> [Work request]
The answer must be a word-for-word copy of the records below, with every picture left out.

(Phrase grounding data)
"""

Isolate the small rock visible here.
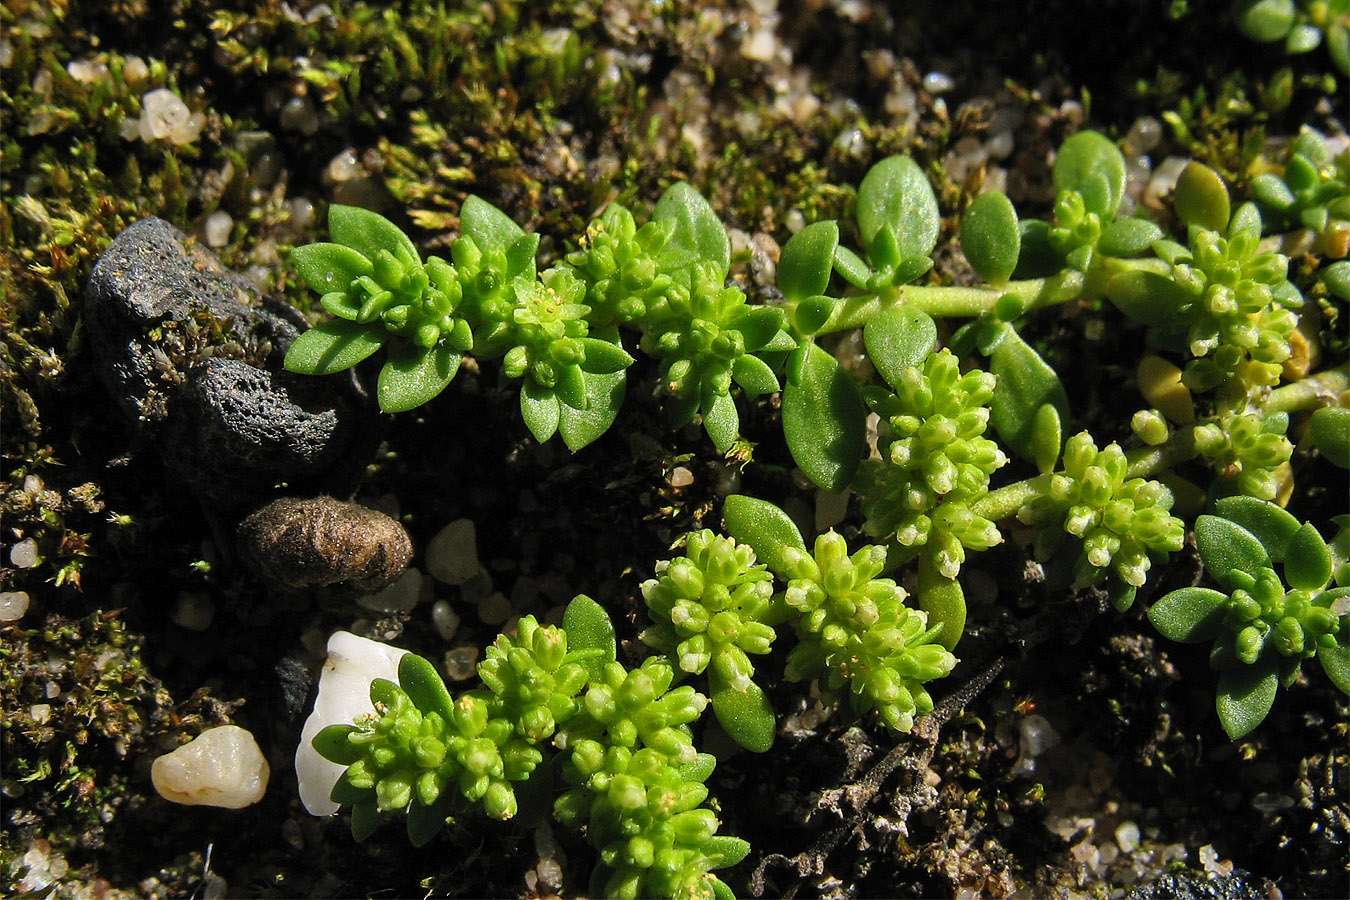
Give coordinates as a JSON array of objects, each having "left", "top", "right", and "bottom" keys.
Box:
[
  {"left": 151, "top": 724, "right": 269, "bottom": 809},
  {"left": 357, "top": 567, "right": 423, "bottom": 614},
  {"left": 237, "top": 496, "right": 413, "bottom": 593},
  {"left": 426, "top": 519, "right": 483, "bottom": 586},
  {"left": 0, "top": 591, "right": 31, "bottom": 621},
  {"left": 85, "top": 217, "right": 376, "bottom": 510},
  {"left": 295, "top": 631, "right": 408, "bottom": 816}
]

"""

> [Response]
Isolate the small rock visible here.
Give coordinates as a JSON array of objects, each having "left", "top", "right", and "bottom" keys.
Box:
[
  {"left": 151, "top": 724, "right": 269, "bottom": 809},
  {"left": 357, "top": 567, "right": 423, "bottom": 614},
  {"left": 237, "top": 496, "right": 413, "bottom": 593},
  {"left": 426, "top": 519, "right": 483, "bottom": 586},
  {"left": 0, "top": 591, "right": 31, "bottom": 621},
  {"left": 85, "top": 217, "right": 376, "bottom": 510},
  {"left": 295, "top": 631, "right": 408, "bottom": 816}
]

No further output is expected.